- _Task to complete_
Write the listing below out again in full, dropping its pictures.

==== Extracted records

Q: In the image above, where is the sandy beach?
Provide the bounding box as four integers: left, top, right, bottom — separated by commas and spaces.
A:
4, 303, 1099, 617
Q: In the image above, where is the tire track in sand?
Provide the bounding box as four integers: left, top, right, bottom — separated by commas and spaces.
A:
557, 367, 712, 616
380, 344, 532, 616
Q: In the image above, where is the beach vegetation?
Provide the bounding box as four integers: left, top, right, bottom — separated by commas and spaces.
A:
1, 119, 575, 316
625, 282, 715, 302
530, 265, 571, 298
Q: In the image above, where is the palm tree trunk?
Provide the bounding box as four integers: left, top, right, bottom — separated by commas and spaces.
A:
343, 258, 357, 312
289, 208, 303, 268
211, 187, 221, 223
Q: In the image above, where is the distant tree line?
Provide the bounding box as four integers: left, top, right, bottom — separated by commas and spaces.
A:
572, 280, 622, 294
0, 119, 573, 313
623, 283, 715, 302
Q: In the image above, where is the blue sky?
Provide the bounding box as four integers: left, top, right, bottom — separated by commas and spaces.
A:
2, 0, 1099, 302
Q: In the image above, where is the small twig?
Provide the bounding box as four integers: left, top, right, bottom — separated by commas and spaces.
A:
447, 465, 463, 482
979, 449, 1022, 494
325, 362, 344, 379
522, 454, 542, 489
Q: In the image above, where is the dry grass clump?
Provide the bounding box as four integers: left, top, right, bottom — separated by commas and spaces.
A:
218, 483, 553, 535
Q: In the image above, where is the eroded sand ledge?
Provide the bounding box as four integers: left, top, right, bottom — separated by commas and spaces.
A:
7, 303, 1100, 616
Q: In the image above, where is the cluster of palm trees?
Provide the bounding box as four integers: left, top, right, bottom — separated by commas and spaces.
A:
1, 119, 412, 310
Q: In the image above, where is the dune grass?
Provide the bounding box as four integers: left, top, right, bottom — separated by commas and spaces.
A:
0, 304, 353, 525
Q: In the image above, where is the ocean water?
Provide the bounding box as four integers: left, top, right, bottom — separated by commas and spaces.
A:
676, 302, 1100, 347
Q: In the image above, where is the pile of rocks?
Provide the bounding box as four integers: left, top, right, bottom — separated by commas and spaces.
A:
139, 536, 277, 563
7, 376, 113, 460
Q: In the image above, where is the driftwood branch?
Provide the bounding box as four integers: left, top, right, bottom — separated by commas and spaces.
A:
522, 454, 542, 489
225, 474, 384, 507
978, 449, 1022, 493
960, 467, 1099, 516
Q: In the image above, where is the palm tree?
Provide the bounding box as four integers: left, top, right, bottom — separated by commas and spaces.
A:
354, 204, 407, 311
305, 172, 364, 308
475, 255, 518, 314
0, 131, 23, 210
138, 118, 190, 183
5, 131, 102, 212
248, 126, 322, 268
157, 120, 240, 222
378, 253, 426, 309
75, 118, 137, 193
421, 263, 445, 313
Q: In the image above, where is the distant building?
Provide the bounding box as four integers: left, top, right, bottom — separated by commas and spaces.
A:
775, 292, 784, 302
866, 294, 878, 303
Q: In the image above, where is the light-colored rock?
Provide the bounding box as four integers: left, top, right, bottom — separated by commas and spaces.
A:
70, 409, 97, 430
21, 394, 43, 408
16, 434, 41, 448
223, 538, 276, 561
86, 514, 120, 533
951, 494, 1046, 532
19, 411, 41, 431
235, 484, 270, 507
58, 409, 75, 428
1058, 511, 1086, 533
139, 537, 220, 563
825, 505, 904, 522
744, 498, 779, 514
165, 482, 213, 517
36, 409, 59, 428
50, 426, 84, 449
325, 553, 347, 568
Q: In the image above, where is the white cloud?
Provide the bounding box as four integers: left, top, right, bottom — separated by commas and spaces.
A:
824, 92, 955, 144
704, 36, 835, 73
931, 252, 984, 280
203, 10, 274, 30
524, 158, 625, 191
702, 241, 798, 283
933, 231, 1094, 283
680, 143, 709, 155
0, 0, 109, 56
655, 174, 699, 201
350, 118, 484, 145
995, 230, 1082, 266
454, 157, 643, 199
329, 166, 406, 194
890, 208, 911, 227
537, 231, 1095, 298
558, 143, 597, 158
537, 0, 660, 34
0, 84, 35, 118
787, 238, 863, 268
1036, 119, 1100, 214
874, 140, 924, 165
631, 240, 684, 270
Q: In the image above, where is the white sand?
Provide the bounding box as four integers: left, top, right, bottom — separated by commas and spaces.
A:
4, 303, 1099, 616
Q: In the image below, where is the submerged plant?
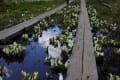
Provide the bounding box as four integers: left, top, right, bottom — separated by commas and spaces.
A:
21, 71, 38, 80
3, 42, 25, 57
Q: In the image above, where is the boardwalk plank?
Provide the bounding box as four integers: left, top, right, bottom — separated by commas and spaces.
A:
81, 0, 98, 80
66, 5, 84, 80
66, 0, 98, 80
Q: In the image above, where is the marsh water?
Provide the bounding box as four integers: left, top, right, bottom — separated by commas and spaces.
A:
92, 30, 120, 80
0, 26, 63, 80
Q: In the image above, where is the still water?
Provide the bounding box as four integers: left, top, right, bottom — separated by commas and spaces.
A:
0, 26, 62, 80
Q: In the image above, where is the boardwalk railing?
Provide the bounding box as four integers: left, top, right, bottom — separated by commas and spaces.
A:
66, 0, 98, 80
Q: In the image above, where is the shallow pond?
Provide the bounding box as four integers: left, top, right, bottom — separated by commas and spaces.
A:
0, 26, 63, 80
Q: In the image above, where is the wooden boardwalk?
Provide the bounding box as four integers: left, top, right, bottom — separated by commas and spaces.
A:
66, 0, 98, 80
0, 0, 73, 44
0, 0, 98, 79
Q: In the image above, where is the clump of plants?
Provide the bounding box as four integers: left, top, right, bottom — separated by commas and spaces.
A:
88, 6, 120, 79
34, 25, 42, 34
38, 19, 49, 30
2, 42, 25, 57
22, 34, 30, 44
56, 3, 80, 30
61, 29, 69, 36
33, 24, 43, 41
21, 71, 39, 80
34, 24, 42, 35
45, 57, 68, 73
62, 5, 80, 28
50, 59, 67, 73
59, 35, 68, 46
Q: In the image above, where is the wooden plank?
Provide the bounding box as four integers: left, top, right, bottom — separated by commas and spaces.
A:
66, 43, 83, 80
81, 0, 98, 80
66, 0, 98, 80
82, 20, 98, 80
66, 4, 85, 80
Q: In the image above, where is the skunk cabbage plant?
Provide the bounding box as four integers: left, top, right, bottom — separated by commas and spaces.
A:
3, 42, 25, 57
50, 59, 67, 72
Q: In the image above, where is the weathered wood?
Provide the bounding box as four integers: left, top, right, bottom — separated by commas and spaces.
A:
0, 0, 73, 44
82, 0, 98, 79
66, 13, 84, 80
66, 0, 98, 80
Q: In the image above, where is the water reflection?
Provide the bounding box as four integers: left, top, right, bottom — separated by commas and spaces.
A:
38, 25, 61, 47
0, 26, 61, 80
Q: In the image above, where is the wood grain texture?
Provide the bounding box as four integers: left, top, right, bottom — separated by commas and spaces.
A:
66, 0, 98, 80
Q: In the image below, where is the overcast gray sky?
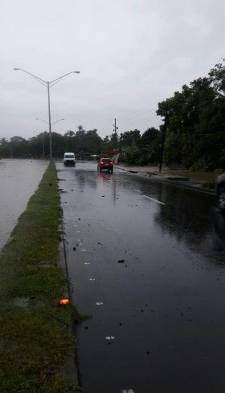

========

- _Exercise result_
Q: In the image above, where is the sandy beach?
Provide the bounding box as four integers: left, top, right, bottom — separated by commas and spaces.
A:
4, 303, 1099, 617
Q: In the image above, where is the tire track in sand?
Provide the bounding box as four integers: left, top, right, bottom — separated by commas and spaces.
A:
557, 367, 712, 616
380, 344, 532, 616
Q: In the image above, where is the beach vegetation?
Provide the bounding box as four integers: left, top, right, bottom — separated by commas and spaces.
A:
1, 119, 575, 316
625, 282, 715, 302
530, 265, 571, 298
Q: In the image above, where is the palm tree trunk?
Provide the bounding box as four integers: left, top, right, bottom — separated by commas and spaces.
A:
343, 258, 357, 312
289, 208, 303, 268
211, 187, 221, 223
Q: In the image above, where is the distant tree line?
Provide the bounding box as four integers: left, top, right, bottom — separated by commas and spaces.
A:
572, 280, 622, 294
0, 119, 573, 313
623, 283, 715, 302
Q: In the image above, where is the blue sky?
Provide the bounding box as four integers: left, top, right, bottom — separated by commas and spaces.
A:
2, 0, 1099, 302
Q: In the image above, where is the small twig?
Provide the bounding box as four integers: left, top, right, bottom — separated by commas and spaces.
A:
447, 465, 463, 482
979, 449, 1022, 494
325, 362, 344, 379
522, 454, 542, 489
Q: In the image above, where is the dry grass clump?
Provide the bounding box as four integers: left, top, right, bottom — separated by commas and spaces.
A:
218, 483, 553, 535
Q: In the image above, where is the eroded sand ledge?
Provide the bounding box as four integers: left, top, right, bottom — separated by commas and spaces.
A:
7, 303, 1100, 616
Q: In the image above, where is the cluster of palm trees?
Provide the bounding box as four integers: left, top, right, bottom — separated by commas and spaces.
A:
1, 119, 412, 310
Q: In the image above, where is the dune grass?
Provide the bounding box as four integers: left, top, right, bottom — separated by commas and spaces.
A:
0, 304, 353, 525
Q: In the image above, where is the ocean water?
Provide the bounding box as four integers: left, top, right, bottom — separated by commas and spaces.
A:
676, 302, 1100, 347
Q: In the image above, where is the pile of rocks?
Provide the bounding box as four integers: left, top, right, bottom — separated by commas and spaces.
A:
139, 536, 277, 563
7, 376, 113, 460
Q: In the image above, where is the driftwood branch?
Provide the bounding box as four integers: left, top, right, bottom — separated by commas and spaces.
A:
522, 454, 542, 489
225, 474, 384, 507
978, 449, 1022, 493
960, 467, 1099, 516
Q: In the image above, where is the palm tree?
Provide the bounding box as four integers: left, top, right, bottom — separated by commas and spaces.
A:
354, 204, 407, 311
305, 172, 364, 308
475, 255, 518, 314
0, 131, 23, 210
138, 118, 190, 183
5, 131, 102, 212
248, 126, 322, 268
157, 120, 240, 222
378, 253, 426, 309
75, 118, 137, 193
421, 263, 445, 313
Q: In the image above, where is the distant building?
Provide the bounding box as four integers: left, top, right, bottom — separated by commas and spaces.
A:
775, 292, 784, 302
866, 294, 878, 303
Q: In the image above, where is the light-colored rock?
Provide the bounding box as four integers: left, top, right, bottom — separated by commas and spaces.
A:
70, 409, 97, 430
21, 394, 43, 408
16, 434, 41, 448
223, 538, 276, 561
86, 514, 120, 533
951, 494, 1046, 532
19, 411, 41, 431
235, 484, 270, 507
58, 409, 75, 428
1058, 511, 1086, 533
139, 537, 220, 563
825, 505, 904, 522
744, 498, 779, 514
165, 482, 213, 517
36, 409, 59, 428
50, 426, 84, 449
325, 553, 347, 568
Q: In the image above, where is the white cloud?
Provide the bounding box as four integers: left, top, right, bottom — separated by commas and spaces.
A:
824, 92, 955, 144
704, 36, 835, 73
931, 252, 984, 280
203, 10, 274, 30
524, 158, 625, 191
702, 241, 798, 283
933, 231, 1094, 283
680, 143, 709, 155
0, 0, 109, 56
655, 174, 699, 201
350, 118, 484, 145
995, 230, 1082, 266
454, 157, 643, 199
329, 166, 406, 194
890, 208, 911, 227
537, 231, 1095, 298
558, 143, 597, 158
537, 0, 660, 34
0, 84, 35, 118
787, 238, 863, 268
1036, 119, 1100, 214
874, 140, 924, 165
631, 240, 684, 270
Q: In the image above, where is the white sand?
Provide the bounding box as four integers: left, top, right, bottom — separated by commas and spaces.
A:
4, 303, 1099, 616
Q: In the image below, where is the submerged plant?
Provide the bounding box as four integers: left, top, right, bottom — separated by commas and spaces.
A:
21, 71, 38, 80
3, 42, 25, 57
Q: In the image above, where is the boardwalk plank?
Provide the bounding box as four integers: left, top, right, bottom — separated by commas and spaces.
A:
81, 0, 98, 80
66, 5, 84, 80
66, 0, 98, 80
Q: In the image above, where is the marsh water?
Provide the bounding box as four integers: left, top, right, bottom — separated by commas and spaces.
A:
92, 30, 120, 80
0, 26, 63, 80
Q: In the image above, where is the still water?
Provide the bounding box as four integers: left, top, right, bottom — separated by commas and spaces.
A:
0, 26, 62, 80
Q: In the image above, where is the boardwalk railing?
Provide the bounding box as four integers: left, top, right, bottom — separated by commas and spaces.
A:
66, 0, 98, 80
Q: In the image above, where is the shallow pond?
Provide the bounding box as four integers: left, top, right, bottom — separated by commas and spaces.
A:
0, 26, 63, 80
Q: In the image above, where is the wooden boardwalk?
Provide the bounding box as four integers: left, top, right, bottom — separated by commas and spaces.
A:
66, 0, 98, 80
0, 0, 73, 44
0, 0, 98, 79
Q: In the image above, where is the clump of plants?
Provide the bounding box as four integers: left, top, right, bottom — separated by commas and spaces.
A:
88, 6, 120, 79
34, 25, 42, 34
38, 19, 49, 30
2, 42, 25, 57
22, 34, 30, 44
56, 3, 80, 30
61, 29, 69, 36
33, 24, 43, 41
21, 71, 39, 80
34, 24, 42, 35
45, 57, 68, 73
62, 5, 80, 28
50, 59, 67, 73
59, 35, 68, 46
Q: In the image above, where is the wooden plank?
Provide the bounding box as four integers: left, top, right, bottom — separated by commas and spaces.
A:
66, 43, 83, 80
81, 0, 98, 80
66, 0, 98, 80
82, 20, 98, 80
66, 4, 85, 80
Q: In the image above, where is the skunk cabbage plant?
Provide the bounding box as four integers: left, top, right, bottom — separated by commas and spaces.
A:
3, 42, 25, 57
50, 59, 67, 72
Q: In the image above, where is the weathered wood?
Provide the bounding box as four integers: left, top, right, bottom — separated by commas and spaces.
A:
0, 0, 73, 44
82, 0, 98, 79
66, 13, 84, 80
66, 0, 98, 80
Q: In the image above, where is the water reflection?
Provide the bounding box as four integers: left, top, right, bottom — separated by commas and spaces.
A:
38, 25, 61, 47
0, 26, 61, 80
Q: In the image above, where is the wood grain texture?
Provide the bounding box as four integers: left, top, right, bottom — separated by commas and spaces.
A:
66, 0, 98, 80
Q: In the image below, where is the overcast gray sky?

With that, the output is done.